### The input
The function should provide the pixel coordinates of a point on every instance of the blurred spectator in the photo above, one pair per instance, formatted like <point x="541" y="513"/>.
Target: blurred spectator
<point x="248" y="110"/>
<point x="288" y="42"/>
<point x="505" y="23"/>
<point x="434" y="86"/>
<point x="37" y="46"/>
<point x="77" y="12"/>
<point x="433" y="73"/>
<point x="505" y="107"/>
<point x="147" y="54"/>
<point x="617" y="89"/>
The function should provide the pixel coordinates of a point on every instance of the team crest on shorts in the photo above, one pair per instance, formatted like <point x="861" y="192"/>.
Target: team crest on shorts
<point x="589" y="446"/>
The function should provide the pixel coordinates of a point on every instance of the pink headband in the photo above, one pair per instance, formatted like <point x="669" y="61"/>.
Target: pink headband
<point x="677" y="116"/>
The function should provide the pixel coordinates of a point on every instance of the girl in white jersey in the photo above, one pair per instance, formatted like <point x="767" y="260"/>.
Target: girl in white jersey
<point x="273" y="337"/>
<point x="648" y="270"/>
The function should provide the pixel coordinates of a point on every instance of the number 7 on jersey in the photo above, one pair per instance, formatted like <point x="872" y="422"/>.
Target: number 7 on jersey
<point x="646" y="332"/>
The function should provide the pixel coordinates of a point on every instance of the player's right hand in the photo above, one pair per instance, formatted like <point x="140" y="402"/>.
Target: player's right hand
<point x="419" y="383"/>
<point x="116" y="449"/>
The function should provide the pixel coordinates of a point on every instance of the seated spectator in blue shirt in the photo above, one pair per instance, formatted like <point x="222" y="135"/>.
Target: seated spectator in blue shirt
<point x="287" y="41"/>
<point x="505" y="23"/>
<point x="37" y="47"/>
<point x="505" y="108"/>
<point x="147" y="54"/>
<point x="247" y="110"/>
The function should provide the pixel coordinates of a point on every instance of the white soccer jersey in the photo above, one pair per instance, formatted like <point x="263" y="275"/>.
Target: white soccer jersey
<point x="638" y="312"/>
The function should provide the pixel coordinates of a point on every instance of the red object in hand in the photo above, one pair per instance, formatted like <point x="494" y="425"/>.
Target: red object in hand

### Direction
Convert every line of the records above into a JSON list of strings, with one string per line and blank lines omitted.

### Written answer
[
  "The function should provide the pixel coordinates of a point on every instance of the blurred spectator in the photo above, one pair per instance, formatted like <point x=\"541\" y=\"513\"/>.",
  "Target: blurred spectator",
  "<point x=\"248\" y=\"110\"/>",
  "<point x=\"288\" y=\"42\"/>",
  "<point x=\"505\" y=\"23\"/>",
  "<point x=\"434\" y=\"86\"/>",
  "<point x=\"37\" y=\"46\"/>",
  "<point x=\"77\" y=\"12\"/>",
  "<point x=\"433\" y=\"73\"/>",
  "<point x=\"505\" y=\"107\"/>",
  "<point x=\"147\" y=\"54\"/>",
  "<point x=\"617\" y=\"89\"/>",
  "The function should provide the pixel coordinates of a point on every instance of the team crest on shorts in the photo above, one pair per instance, formatted like <point x=\"861\" y=\"192\"/>.",
  "Target: team crest on shorts",
  "<point x=\"589\" y=\"446\"/>",
  "The function should provide the pixel coordinates of a point on every instance of the pink headband in the photo above, one pair per instance, formatted like <point x=\"669\" y=\"61\"/>.",
  "Target: pink headband",
  "<point x=\"677\" y=\"116\"/>",
  "The function should provide the pixel coordinates of a point on every instance of the girl in white jersey in the photo above, one pair per instance, formatted like <point x=\"767\" y=\"260\"/>.",
  "Target: girl in white jersey",
  "<point x=\"273\" y=\"337\"/>",
  "<point x=\"648\" y=\"270\"/>",
  "The function should provide the pixel coordinates of a point on every instance of the number 7 on jersey in the photo above, one pair per instance, formatted like <point x=\"872\" y=\"422\"/>.",
  "Target: number 7 on jersey",
  "<point x=\"646\" y=\"332\"/>",
  "The function should provide the pixel coordinates of a point on every instance of the player's right hand in the photo above, one pair per instance, formatted like <point x=\"140\" y=\"402\"/>.",
  "Target: player's right hand",
  "<point x=\"419\" y=\"383\"/>",
  "<point x=\"116\" y=\"449\"/>",
  "The function should provide the pixel coordinates of a point on every instance of the seated spectator in blue shirt in the photo above, one pair per instance, formatted like <point x=\"222\" y=\"135\"/>.",
  "Target: seated spectator in blue shirt",
  "<point x=\"287\" y=\"41\"/>",
  "<point x=\"505\" y=\"23\"/>",
  "<point x=\"37\" y=\"47\"/>",
  "<point x=\"505\" y=\"108\"/>",
  "<point x=\"147\" y=\"54\"/>",
  "<point x=\"247\" y=\"110\"/>",
  "The function should provide the pixel coordinates of a point on every instance of the white soccer jersey in the photo above, one pair per instance, formatted like <point x=\"263\" y=\"275\"/>.",
  "Target: white soccer jersey",
  "<point x=\"638\" y=\"312\"/>",
  "The function should provide the pixel coordinates of a point on every instance of the red object in hand in the photo above, one pair per instance, formatted like <point x=\"494\" y=\"425\"/>.",
  "Target: red object in hand"
]